* Exercise requirements
Reproduce the privacy coins article word for word between "These functions enable" and "Zcash and Monero.", inclusive.

* Passage shown
The war on private coins is brewing at a very fast rate. This week it was reported that a very high official within the United States Secret Services has requested the US Congress to target privacy coins. These include coins such as Monero and Zcash which provides privacy functions in transactions.
These functions enable users to make the anonymous transaction. The thorny issue is their algorithm is so safe and secure that the law enforcement agencies are now struggling to deal with the repercussions.
Especially the ones in charge of monitoring the financial crimes. Europol has already warned that they are at loss to track the anonymous transactions done by these coins. This already has raised red flags to many nation states. Countries such as Japan where mind you crypto is legal has asked their crypto exchanges to remove the privacy coins such as Zcash and Monero.
Bitcoin is Traceable
One of the prevalent misconceptions in the crypto community is that Bitcoin and other cryptocurrencies can’t be tracked. This tantamount to an elaborate farce. Edward Snowden in his interview a few months ago busted this idea. He said that he was certain that NSA and other agencies have enough tools to track Bitcoin addresses on the web.
These powerful analytics tools are with the law enforcement officers to trace Blockchain data. Bitcoin enthusiasts have employed means to counter this already. There are many tools such as tumblers and mixers which make it very complex to trace funds back to their source.
This issue of privacy has separated these altcoins with the mainstream cryptocurrencies. The whole inception of Bitcoin movement rests on the premise of transparency and digital open ledger managed by people all around the world.
The privacy was not the major concern but the manipulation of money by centralized institutions was. One can see that they were able to counter their chief concern in a fairly powerful manner. But the privacy concern was left unaddressed.
Monero and Zcash: Solving the Loophole
Enters Monero and Zcash. Their whole point was the necessity of privacy in transactions. They were not antithetical to the missions of the original movement. However, they were addressing a very interesting loophole which was there. In doing so, they have carved a special niche in the crypto market.
They addressed the privacy concerns in a very genuine way. Monero employed obfuscation of senders and receivers addresses by default during transactions. Zcash has employed shielded addresses which keeps the transactions private.

Stored data entries:

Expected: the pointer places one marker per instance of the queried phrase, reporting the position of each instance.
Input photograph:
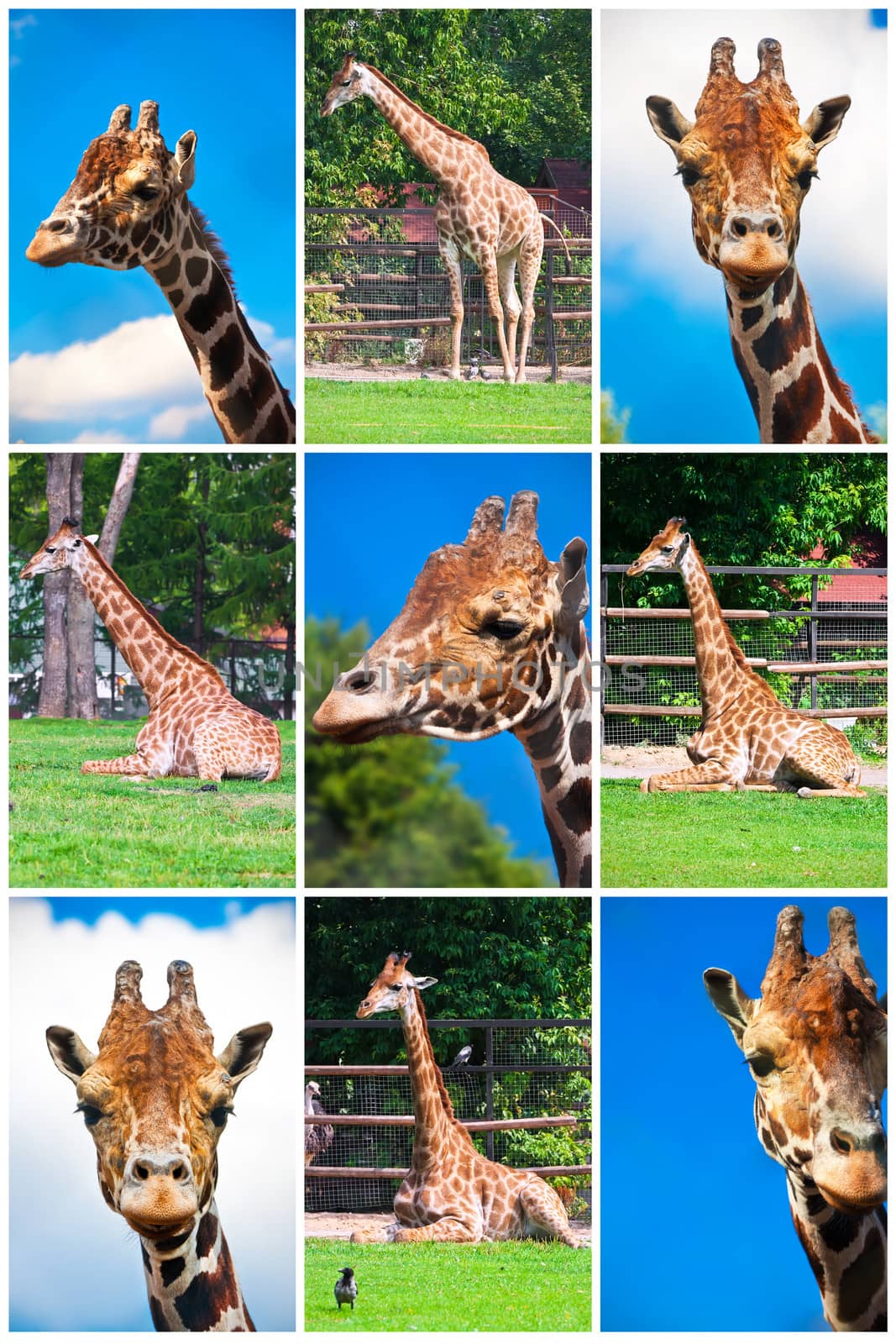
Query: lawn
(496, 1287)
(446, 413)
(71, 830)
(741, 839)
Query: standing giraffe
(815, 1043)
(747, 165)
(128, 207)
(490, 638)
(747, 738)
(195, 725)
(452, 1194)
(156, 1101)
(479, 214)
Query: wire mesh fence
(826, 656)
(535, 1074)
(376, 291)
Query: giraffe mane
(426, 116)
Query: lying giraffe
(156, 1101)
(747, 738)
(452, 1194)
(815, 1043)
(195, 727)
(747, 165)
(128, 207)
(490, 638)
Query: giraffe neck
(792, 383)
(441, 151)
(152, 655)
(241, 386)
(848, 1256)
(434, 1126)
(191, 1280)
(558, 743)
(721, 669)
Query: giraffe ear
(244, 1053)
(186, 159)
(69, 1053)
(730, 1000)
(667, 121)
(573, 580)
(825, 120)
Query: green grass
(436, 1287)
(71, 830)
(741, 839)
(446, 413)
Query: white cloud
(170, 425)
(65, 974)
(842, 249)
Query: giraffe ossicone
(747, 738)
(452, 1194)
(128, 207)
(490, 638)
(479, 214)
(195, 726)
(747, 165)
(156, 1101)
(815, 1043)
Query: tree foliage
(519, 81)
(389, 813)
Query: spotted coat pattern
(195, 726)
(490, 638)
(747, 165)
(452, 1194)
(479, 214)
(747, 738)
(156, 1101)
(815, 1043)
(128, 207)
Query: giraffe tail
(547, 218)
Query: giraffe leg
(546, 1215)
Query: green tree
(389, 815)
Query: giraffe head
(815, 1043)
(156, 1100)
(394, 987)
(58, 553)
(484, 640)
(665, 551)
(747, 163)
(123, 207)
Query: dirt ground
(409, 373)
(340, 1226)
(637, 763)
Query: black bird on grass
(345, 1289)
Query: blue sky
(228, 76)
(392, 511)
(685, 1186)
(664, 335)
(63, 954)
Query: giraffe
(815, 1043)
(195, 726)
(747, 165)
(747, 738)
(479, 214)
(452, 1194)
(156, 1101)
(128, 207)
(490, 638)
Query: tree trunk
(54, 680)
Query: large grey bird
(345, 1288)
(317, 1137)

* Solution to the exercise
These functions enable users to make the anonymous transaction. The thorny issue is their algorithm is so safe and secure that the law enforcement agencies are now struggling to deal with the repercussions.
Especially the ones in charge of monitoring the financial crimes. Europol has already warned that they are at loss to track the anonymous transactions done by these coins. This already has raised red flags to many nation states. Countries such as Japan where mind you crypto is legal has asked their crypto exchanges to remove the privacy coins such as Zcash and Monero.